**The exercise**
Copy each of the items below word for word, without changing any line.

**Dataset rows**
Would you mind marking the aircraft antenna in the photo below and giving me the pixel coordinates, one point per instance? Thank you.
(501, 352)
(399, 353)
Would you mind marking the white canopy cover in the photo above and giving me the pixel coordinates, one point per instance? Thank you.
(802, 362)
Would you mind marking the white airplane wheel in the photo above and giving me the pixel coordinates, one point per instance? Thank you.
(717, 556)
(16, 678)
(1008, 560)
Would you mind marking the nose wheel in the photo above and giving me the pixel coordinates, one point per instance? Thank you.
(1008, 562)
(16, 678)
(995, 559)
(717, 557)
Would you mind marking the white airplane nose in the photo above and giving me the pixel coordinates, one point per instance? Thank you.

**Expected output**
Would you mind marking the aircraft antenna in the photo below and giving me the pixel coordinates, one point per instance? Thank you.
(501, 352)
(399, 353)
Would you mind marking the white canopy cover in the photo above and giving me the pixel coordinates, one point per instance? Thank you.
(802, 362)
Would you mind marking the white airplane wheel in the photo above and giving me the pixel coordinates, one point per instance? Thank you.
(717, 556)
(16, 678)
(1008, 560)
Would you mind marking the nose wheel in the photo above and giving me the pixel coordinates, one point per instance? Thank you.
(1008, 562)
(16, 678)
(995, 559)
(717, 557)
Would you mind marking the white airplane nose in the photo above and giving me the pixel coordinates, one point per instance? Thank you.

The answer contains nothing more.